Metin —
Türkiye, enformasyon toplumu hedefine ulaşabilmek için, elektronik ticaret uygulamalarının yaygınlaştırılması ve geliştirilmesi yolu ile bilim ve teknoloji yeteneğini geliştirmeyi, küreselleşmenin olumlu yönlerinden yaralanmayı ve uluslararası ticaretten daha çok pay almayı, sosyal ve ekonomik kalkınmasına katkı sağlamayı hedeflemeli ve bu hedefi gerçekleştirmeye yönelik kaynaklar temin edilmelidir.
İnternet’te teknik standartların belirsizliği, işlemlerin yasal düzeni, sözleşmenin kurulması, hükümsüzlüğü, güvenlik ve bilginin gizliliği, vergilendirme, tüketicinin korunması, İnternet işlemlerinin usul hukuku açısından durumu, devletin rolü ve İnternet faaliyetlerinde düzenleme ihtiyacı Türkiye’de elektronik ticaretin önündeki temel sorunlardan bazılarıdır.
Elektronik ticarete güven ortamı oluşturulmalıdır. Bilgi güvenliği ve kullanımı konusunda, teknolojik gelişmeler dikkate alınarak, kişisel ve ulusal güvenlikle ilgili bilgilerin korunması konularına önem verilerek, kamu ve özel kesim tarafından üretilen bilgilerin İnternet aracılığıyla kamuoyuna açılmasına, elektronik imza ve onay kurumları ile elektronik notere ilişkin kurumsal ve yasal düzenlemeler bir an önce gerçekleştirilmelidir.
Elektronik ticaret uygulamalarında; tüketici haklarının, fikri ve sınai mülkiyet haklarının ve kişisel verilerin gizliliğinin korunmasında uluslararası gelişmeler dikkate alınmalıdır. Tüketicilere, elektronik ticarette karşılaşacakları sorunlar nedeniyle tanınacak hukuki koruma, geleneksel işlemlerde tanınmış olan korumalardan daha aşağı seviyede olmamalıdır. Tüketici, satıcıyla ilgili gereksinim duyduğu her türlü bilgiyi Web sayfasından öğrenebilmelidir.
Sanal ürünlerde ürün sorumluluğu, aldatıcı, istismar edici, mal ve can güvenliğini tehlikeye atıcı reklamlara karşı tüketicinin korunması, satış sonrası servis, teslim ve sipariş gibi kavramların irdelenmesi OECD’de tartışılan ve sipariş-ödeme sistemleri kapsamında incelenmeli, telif hakları ve komşu haklar ile ilgili Fikir ve Sanat Eserleri Kanunu’nda yer alan çoğaltma, umuma arz, dağıtım yetkileri elektronik iletişim açısından yeniden gözden geçirilmeli; bu konuda WIPO (Dünya Fikri Mülkiyet Teşkilatı) tarafından hazırlanan uluslararası anlaşmalara taraf olunması; kopyalamayı önleyici teknolojik araç ve bilgiler ile ilgili hükümlerin mevzuata ilave edilmesi yönünde çalışmalar başlatılmalıdır.

Görevin Amacı —
Metni "Türkiye, enformasyon toplumu" sözcüklerinin yer aldığı yerden başlatıp "temel sorunlardan bazılarıdır." sözcüklerinden sonra bitirerek yeniden yazınız; bu sırada "vergilendirme" ifadesini "gümrük uygulamaları" ile değiştiriniz.

Satırlar —
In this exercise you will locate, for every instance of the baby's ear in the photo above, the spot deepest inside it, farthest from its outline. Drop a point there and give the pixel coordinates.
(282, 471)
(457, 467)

...

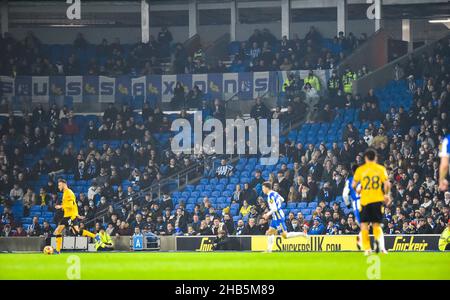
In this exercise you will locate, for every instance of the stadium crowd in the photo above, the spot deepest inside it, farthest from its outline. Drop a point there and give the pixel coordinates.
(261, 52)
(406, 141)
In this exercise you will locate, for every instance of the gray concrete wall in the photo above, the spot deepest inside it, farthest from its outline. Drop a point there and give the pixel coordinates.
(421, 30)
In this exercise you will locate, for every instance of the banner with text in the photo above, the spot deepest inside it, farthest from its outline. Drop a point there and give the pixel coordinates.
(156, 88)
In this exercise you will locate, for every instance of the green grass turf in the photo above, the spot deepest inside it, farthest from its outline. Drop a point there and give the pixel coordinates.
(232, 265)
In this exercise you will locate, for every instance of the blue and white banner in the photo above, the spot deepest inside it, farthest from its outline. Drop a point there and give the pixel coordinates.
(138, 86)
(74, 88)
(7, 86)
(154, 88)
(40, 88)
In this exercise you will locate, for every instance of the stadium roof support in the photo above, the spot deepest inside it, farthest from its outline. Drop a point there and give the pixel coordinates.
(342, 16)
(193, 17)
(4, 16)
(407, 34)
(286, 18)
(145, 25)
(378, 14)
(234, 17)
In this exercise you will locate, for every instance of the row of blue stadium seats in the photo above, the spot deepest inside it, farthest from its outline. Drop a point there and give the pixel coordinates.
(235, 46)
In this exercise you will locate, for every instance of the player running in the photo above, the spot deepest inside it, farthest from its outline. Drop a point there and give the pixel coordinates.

Alıştırma Cevabı —
Türkiye, enformasyon toplumu hedefine ulaşabilmek için, elektronik ticaret uygulamalarının yaygınlaştırılması ve geliştirilmesi yolu ile bilim ve teknoloji yeteneğini geliştirmeyi, küreselleşmenin olumlu yönlerinden yaralanmayı ve uluslararası ticaretten daha çok pay almayı, sosyal ve ekonomik kalkınmasına katkı sağlamayı hedeflemeli ve bu hedefi gerçekleştirmeye yönelik kaynaklar temin edilmelidir.
İnternet’te teknik standartların belirsizliği, işlemlerin yasal düzeni, sözleşmenin kurulması, hükümsüzlüğü, güvenlik ve bilginin gizliliği, gümrük uygulamaları, tüketicinin korunması, İnternet işlemlerinin usul hukuku açısından durumu, devletin rolü ve İnternet faaliyetlerinde düzenleme ihtiyacı Türkiye’de elektronik ticaretin önündeki temel sorunlardan bazılarıdır.